> _Your objective_
Pick out each line of the data in which the word "blue" appears, and list those lines in full.

> _Records to process_
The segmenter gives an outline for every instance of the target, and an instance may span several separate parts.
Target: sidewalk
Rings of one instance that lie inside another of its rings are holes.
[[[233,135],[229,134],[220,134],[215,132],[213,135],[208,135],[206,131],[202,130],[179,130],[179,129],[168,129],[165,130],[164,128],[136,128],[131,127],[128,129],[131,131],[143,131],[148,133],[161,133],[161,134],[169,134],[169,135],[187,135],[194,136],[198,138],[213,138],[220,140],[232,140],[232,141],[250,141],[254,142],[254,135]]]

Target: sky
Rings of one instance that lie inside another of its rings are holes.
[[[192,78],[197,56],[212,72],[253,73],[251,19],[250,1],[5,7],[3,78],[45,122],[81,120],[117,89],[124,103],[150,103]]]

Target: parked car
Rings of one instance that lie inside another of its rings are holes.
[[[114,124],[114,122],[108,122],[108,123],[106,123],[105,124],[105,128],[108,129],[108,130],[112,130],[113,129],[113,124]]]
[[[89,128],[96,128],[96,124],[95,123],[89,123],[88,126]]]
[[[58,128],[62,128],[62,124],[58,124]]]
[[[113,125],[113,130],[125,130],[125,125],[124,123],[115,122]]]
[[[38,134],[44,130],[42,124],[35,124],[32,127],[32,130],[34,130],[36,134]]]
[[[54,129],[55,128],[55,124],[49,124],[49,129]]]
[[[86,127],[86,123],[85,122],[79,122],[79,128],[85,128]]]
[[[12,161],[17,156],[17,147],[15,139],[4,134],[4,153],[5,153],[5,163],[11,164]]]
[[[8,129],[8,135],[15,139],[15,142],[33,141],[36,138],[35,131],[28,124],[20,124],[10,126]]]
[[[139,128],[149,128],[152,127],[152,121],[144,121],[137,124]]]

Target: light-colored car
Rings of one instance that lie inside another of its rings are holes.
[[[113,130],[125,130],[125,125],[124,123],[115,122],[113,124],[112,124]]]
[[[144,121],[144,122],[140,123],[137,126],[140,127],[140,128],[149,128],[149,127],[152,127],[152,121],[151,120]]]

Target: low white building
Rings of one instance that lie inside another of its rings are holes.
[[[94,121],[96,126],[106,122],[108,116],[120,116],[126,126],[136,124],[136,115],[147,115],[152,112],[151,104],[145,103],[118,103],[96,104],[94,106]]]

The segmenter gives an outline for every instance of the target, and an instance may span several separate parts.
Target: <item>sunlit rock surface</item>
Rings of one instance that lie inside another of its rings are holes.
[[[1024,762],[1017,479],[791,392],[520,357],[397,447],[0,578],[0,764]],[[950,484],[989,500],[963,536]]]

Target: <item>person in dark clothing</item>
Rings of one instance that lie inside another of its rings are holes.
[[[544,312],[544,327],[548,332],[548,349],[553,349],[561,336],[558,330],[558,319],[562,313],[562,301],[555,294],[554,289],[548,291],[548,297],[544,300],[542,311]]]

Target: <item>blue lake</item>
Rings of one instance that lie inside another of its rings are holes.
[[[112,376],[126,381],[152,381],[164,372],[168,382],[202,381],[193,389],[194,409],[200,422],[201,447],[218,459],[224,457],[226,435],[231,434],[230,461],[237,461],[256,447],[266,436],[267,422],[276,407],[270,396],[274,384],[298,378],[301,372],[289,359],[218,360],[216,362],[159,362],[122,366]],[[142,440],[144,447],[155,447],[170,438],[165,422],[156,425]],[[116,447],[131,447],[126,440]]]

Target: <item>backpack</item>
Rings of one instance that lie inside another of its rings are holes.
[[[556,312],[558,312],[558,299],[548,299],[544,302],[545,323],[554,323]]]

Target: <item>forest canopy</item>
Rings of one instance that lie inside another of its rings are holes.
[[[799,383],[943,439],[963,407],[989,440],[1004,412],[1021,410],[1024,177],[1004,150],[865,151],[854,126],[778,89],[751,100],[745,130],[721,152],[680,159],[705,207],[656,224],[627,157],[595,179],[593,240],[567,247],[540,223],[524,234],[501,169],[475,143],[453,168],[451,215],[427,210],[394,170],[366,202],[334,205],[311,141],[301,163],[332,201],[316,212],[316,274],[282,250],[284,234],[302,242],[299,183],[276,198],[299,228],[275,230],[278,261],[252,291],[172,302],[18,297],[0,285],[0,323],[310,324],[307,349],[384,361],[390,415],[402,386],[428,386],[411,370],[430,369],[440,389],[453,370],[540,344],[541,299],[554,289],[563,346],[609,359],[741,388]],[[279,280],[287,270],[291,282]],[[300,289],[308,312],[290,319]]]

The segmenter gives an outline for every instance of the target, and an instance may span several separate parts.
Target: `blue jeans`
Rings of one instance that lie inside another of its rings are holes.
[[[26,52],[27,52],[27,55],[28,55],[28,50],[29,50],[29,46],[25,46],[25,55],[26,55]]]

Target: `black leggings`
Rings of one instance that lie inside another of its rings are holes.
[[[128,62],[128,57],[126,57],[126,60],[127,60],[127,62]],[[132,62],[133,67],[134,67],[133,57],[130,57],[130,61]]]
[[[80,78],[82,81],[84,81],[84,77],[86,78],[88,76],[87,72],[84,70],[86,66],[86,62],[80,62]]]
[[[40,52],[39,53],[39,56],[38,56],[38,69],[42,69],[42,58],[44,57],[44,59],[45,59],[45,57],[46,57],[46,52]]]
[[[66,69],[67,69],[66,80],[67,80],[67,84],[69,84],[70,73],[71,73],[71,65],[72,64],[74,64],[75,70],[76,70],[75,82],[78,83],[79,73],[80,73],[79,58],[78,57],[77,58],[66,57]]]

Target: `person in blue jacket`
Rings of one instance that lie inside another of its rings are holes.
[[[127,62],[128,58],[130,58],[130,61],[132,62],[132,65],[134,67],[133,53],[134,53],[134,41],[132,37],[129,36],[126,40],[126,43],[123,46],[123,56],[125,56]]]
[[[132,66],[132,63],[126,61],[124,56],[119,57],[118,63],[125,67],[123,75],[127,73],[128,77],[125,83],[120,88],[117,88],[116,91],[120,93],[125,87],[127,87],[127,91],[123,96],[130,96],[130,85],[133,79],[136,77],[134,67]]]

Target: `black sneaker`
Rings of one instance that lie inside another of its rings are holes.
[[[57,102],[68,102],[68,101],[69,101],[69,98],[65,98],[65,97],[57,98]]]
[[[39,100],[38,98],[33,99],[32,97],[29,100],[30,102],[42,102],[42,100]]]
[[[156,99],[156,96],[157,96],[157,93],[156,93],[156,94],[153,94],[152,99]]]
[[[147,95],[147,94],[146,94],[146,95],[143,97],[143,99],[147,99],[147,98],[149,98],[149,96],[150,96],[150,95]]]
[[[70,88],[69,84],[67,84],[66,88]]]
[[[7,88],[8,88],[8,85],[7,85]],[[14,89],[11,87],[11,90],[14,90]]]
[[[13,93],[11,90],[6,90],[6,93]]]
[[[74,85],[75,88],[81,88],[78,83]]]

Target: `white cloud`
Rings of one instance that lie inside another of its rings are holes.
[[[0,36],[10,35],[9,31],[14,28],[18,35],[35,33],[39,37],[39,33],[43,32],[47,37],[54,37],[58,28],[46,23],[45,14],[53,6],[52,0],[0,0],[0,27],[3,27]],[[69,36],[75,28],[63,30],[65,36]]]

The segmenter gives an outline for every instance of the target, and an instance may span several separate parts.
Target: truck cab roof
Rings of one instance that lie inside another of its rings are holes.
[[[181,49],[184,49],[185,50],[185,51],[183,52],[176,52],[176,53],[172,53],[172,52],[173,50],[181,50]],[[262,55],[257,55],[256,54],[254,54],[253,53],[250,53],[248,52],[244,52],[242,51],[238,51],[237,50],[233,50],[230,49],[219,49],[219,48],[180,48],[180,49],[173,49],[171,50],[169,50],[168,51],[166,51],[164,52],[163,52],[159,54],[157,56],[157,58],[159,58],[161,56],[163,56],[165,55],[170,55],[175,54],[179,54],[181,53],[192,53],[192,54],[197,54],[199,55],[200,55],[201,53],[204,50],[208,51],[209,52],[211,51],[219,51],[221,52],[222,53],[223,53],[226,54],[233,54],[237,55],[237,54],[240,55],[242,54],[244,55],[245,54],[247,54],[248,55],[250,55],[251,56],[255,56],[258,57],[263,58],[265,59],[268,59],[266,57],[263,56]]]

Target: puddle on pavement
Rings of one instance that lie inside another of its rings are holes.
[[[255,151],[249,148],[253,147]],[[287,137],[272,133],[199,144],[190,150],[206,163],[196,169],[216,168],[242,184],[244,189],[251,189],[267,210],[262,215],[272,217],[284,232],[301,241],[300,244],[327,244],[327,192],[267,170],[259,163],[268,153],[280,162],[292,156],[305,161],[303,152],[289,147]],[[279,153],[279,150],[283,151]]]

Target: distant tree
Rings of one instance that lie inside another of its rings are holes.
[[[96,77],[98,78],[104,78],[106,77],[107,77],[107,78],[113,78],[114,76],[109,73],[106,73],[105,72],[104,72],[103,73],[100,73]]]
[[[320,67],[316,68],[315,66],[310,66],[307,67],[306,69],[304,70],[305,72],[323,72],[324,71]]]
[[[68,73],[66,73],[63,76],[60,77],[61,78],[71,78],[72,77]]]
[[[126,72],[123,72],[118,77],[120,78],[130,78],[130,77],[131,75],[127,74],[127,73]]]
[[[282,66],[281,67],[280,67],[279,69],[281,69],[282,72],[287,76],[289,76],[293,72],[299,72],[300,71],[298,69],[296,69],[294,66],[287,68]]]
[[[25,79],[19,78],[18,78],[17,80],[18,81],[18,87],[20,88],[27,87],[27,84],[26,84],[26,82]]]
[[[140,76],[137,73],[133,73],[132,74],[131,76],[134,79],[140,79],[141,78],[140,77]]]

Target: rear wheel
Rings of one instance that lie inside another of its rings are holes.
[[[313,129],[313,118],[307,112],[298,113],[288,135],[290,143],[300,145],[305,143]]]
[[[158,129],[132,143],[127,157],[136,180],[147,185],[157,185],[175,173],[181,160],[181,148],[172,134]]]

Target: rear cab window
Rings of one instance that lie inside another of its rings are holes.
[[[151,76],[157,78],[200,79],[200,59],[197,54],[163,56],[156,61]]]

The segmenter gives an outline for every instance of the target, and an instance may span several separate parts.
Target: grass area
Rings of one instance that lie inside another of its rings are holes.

> _Written solution_
Target: <item>blue lake</item>
Target: `blue jeans`
Target: `person in blue jacket`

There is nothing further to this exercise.